§ Input records
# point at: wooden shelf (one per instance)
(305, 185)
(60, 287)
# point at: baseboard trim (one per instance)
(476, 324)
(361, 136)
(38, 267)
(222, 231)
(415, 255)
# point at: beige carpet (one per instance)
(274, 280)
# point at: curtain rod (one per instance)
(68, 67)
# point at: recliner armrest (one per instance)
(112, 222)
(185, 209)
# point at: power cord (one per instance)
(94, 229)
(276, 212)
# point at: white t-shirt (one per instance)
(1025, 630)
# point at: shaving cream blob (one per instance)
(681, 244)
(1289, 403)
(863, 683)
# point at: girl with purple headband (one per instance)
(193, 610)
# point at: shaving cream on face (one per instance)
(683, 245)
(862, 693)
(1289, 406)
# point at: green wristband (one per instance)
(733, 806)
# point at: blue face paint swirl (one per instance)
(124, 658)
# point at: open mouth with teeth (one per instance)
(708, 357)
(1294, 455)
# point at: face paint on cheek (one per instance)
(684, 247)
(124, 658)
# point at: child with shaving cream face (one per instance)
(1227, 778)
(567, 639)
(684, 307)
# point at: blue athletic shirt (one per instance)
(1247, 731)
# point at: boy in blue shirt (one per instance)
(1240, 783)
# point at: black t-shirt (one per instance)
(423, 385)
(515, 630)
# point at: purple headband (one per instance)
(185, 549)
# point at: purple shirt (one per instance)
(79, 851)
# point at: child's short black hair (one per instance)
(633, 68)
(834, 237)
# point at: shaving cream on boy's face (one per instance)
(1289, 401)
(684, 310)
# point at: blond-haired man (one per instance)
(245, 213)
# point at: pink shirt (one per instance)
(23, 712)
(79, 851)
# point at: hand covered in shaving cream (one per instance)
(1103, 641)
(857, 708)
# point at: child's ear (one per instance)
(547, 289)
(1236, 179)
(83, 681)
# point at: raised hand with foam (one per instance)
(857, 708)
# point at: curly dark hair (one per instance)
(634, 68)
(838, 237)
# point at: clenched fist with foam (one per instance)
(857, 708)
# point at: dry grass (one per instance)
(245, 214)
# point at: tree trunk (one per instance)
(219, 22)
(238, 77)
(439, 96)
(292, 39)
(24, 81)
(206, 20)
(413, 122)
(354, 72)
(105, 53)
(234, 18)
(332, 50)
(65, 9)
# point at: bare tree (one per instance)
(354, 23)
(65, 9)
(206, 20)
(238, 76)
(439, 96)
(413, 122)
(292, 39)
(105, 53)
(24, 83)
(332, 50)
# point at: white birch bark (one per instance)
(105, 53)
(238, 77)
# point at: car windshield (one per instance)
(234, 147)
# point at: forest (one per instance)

§ Your instructions
All of the data above needs to be written out again, exactly.

§ The completed task
# point at: wooden shelf (one per instance)
(305, 185)
(60, 287)
# point at: baseboard trim (one per instance)
(476, 324)
(361, 136)
(38, 267)
(222, 231)
(415, 255)
# point at: beige carpet (one per instance)
(274, 280)
# point at: curtain rod (one per instance)
(68, 67)
# point at: recliner armrest (one per instance)
(112, 222)
(185, 209)
# point at: power cord (one per instance)
(94, 229)
(276, 212)
# point at: white t-shirt (one per instance)
(1025, 630)
# point at: shaving cream blob (one per instance)
(681, 244)
(1289, 403)
(863, 683)
# point at: girl with purple headband (one per instance)
(193, 610)
# point at: shaving cream on face (one per instance)
(683, 245)
(862, 693)
(1289, 406)
# point at: green wristband (one per instance)
(733, 806)
# point at: blue face paint swirl (one per instance)
(124, 658)
# point at: open mouth with teeth (one per instance)
(708, 357)
(1294, 455)
# point at: face paint on cheek (one per instance)
(684, 247)
(124, 658)
# point at: child with shaving cream face (one per instance)
(1227, 778)
(567, 639)
(684, 307)
# point at: blue athletic shirt (one per instance)
(1247, 731)
# point at: boy in blue shirt (one per instance)
(1240, 783)
# point at: black t-shirt (one per instance)
(423, 385)
(515, 630)
# point at: purple headband (one per instance)
(185, 549)
# point at: purple shirt (one per instance)
(79, 851)
# point at: child's short black hair (one per instance)
(633, 68)
(834, 237)
# point at: shaving cream on boy's face (one per instance)
(1289, 401)
(684, 310)
# point at: blond-haired man (one per instance)
(245, 213)
# point at: pink shirt (one per instance)
(23, 712)
(79, 851)
# point at: hand covered in shaving cream (one per instance)
(1103, 641)
(857, 708)
# point at: child's ear (one per instance)
(547, 289)
(1236, 179)
(83, 681)
# point at: raised hand with foam (one per instance)
(857, 708)
# point at: curly dark hair (one per instance)
(634, 68)
(838, 237)
# point at: clenched fist with foam (one per instance)
(857, 708)
# point at: dry grass (one per instance)
(245, 214)
# point at: tree trunk (one per instance)
(219, 22)
(238, 77)
(439, 96)
(292, 39)
(24, 81)
(206, 20)
(413, 122)
(354, 72)
(105, 53)
(234, 18)
(332, 50)
(65, 9)
# point at: bare tree (one per instance)
(354, 23)
(65, 9)
(206, 20)
(238, 76)
(439, 96)
(413, 122)
(292, 39)
(105, 53)
(24, 83)
(332, 50)
# point at: white birch bark (one per instance)
(105, 53)
(238, 77)
# point at: car windshield (one per instance)
(234, 147)
# point at: forest (one per instance)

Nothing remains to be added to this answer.